Could you extract the part of the author notes below, word for word, starting at "Julian Barnes: I" and ending at "worth checking out."?

**SOURCE EXTRACT:**

|---|

Julian Barnes: I am kind of surprised that I have read so many of his books. He is an award winning British author who wrote one of my favorite books of all time in "A History of the World in 10 1/2 Chapters", which is one of those books that has the ability to change your life if you let it. Some of his other work is great, others are kind of slogged through but still worth checking out.

Chuck Klosterman: I have said this on many occassions but he has the career I dreamed of but didn't pursue because I never imagined that it could be an actual career. He writes about music and sports and pop culture in general with no real purpose behind it. Just commenting and considering and pondering pop culture, making some observations but without no real driving thesis other than, "Isn't it weird that a guy from South Dakota can somehow make a living by making an analogy comparing Real World casts to varios incarnations of KISS?" That so could have been me.

Mike Gayle: You don't know who Mike Gayle is. No one knows who Mike Gayle is. I don't even think he has had seven books published in the US. First time I was in Kim's house I looked at her bookshelves and saw that she also had a copy of Mike Gayle's "My Legendary Girlfriend". That sealed it in my mind that we were meant for each other. Oh, and he is basically Nick Hornby lite or Bridget Jones for guys, depending on how you feel at the time. Still a good read.

8 Books Read:
David Foster Wallace: My choice for the greatest writer of my generation. His essay on Roger Federer is at a minimum the best piece of sports writing if not the best short piece written in the last twenty years. He is also one of the few people who I would ever consider to be better than me at both writing and math. Lots of people are better than me at one; he was at many levels beyond me at both. I understand how many people consider him to be overrated and I still have two books to make my way through before I can complete his works but from a pure literary standpoint I am a believer.

|---|

[Saved entries]
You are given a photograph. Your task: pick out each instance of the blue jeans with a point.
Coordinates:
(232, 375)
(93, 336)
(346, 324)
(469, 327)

|---|

**RESULT FOR THIS TASK:**
Julian Barnes: I am kind of surprised that I have read so many of his books. He is an award winning British author who wrote one of my favorite books of all time in "A History of the World in 10 1/2 Chapters", which is one of those books that has the ability to change your life if you let it. Some of his other work is great, others are kind of slogged through but still worth checking out.